[Rows from a data collection]

┄┄┄┄┄┄┄┄┄┄┄┄┄┄┄┄┄┄┄┄

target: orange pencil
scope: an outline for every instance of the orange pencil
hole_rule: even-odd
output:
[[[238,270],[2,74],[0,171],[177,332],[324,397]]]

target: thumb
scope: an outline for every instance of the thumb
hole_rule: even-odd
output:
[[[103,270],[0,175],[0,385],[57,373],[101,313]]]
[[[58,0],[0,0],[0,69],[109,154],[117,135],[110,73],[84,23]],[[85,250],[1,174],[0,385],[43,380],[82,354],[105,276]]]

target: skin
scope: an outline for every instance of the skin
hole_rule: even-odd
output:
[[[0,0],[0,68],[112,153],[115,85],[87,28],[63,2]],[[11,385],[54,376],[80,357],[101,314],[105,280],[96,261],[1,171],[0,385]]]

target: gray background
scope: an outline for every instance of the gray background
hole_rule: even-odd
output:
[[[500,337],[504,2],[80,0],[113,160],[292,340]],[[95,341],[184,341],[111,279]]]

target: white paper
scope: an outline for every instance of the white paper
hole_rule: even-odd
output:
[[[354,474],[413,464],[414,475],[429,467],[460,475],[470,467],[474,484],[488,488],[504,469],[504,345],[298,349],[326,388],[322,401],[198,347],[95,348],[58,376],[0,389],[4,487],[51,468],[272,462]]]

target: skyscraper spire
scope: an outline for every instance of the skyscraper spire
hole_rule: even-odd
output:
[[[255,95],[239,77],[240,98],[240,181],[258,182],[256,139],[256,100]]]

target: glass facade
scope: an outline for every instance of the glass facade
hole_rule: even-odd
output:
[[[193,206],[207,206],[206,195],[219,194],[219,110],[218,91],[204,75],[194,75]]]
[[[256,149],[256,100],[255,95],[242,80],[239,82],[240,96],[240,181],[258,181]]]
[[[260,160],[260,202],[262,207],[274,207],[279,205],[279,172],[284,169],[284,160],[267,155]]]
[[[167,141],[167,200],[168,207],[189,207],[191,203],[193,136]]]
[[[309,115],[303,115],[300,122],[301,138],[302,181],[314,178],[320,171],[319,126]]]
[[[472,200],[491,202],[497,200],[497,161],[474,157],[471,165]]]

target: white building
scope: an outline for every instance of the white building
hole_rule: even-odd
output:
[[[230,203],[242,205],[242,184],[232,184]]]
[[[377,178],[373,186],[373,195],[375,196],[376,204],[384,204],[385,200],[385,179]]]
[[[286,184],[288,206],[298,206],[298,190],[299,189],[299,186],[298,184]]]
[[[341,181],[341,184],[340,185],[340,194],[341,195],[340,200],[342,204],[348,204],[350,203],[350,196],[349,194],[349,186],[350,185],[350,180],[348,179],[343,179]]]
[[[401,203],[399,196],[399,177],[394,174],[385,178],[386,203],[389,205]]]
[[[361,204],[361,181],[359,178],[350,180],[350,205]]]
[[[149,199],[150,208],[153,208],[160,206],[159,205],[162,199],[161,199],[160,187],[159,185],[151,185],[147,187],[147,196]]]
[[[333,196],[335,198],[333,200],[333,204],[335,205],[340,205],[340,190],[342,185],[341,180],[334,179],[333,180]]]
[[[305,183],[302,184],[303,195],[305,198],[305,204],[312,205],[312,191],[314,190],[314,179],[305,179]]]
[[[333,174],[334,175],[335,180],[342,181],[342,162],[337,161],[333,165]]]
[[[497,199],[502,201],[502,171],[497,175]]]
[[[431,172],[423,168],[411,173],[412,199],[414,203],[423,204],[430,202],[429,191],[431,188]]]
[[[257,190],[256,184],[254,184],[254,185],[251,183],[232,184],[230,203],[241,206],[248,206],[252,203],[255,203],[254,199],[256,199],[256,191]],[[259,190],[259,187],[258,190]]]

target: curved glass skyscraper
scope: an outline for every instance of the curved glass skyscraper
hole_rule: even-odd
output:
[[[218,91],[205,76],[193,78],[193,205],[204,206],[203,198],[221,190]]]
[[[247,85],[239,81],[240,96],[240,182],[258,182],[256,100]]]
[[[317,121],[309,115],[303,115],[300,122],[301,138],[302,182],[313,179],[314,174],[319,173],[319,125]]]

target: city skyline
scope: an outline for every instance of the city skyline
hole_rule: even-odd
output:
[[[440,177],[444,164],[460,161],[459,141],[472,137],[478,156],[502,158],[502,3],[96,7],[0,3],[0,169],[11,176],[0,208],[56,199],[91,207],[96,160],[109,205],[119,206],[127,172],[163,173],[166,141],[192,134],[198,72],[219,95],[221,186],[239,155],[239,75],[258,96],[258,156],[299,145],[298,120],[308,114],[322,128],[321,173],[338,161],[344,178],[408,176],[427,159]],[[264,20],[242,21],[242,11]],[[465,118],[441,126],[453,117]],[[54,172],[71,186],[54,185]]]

┄┄┄┄┄┄┄┄┄┄┄┄┄┄┄┄┄┄┄┄

◆ **WHAT TO WORK ON**: Which lines in the rows above contain the string "city"? Show each of them.

◆ **SOLUTION FOR THIS PROBLEM**:
target: city skyline
scope: an outline for every instance of the city skyline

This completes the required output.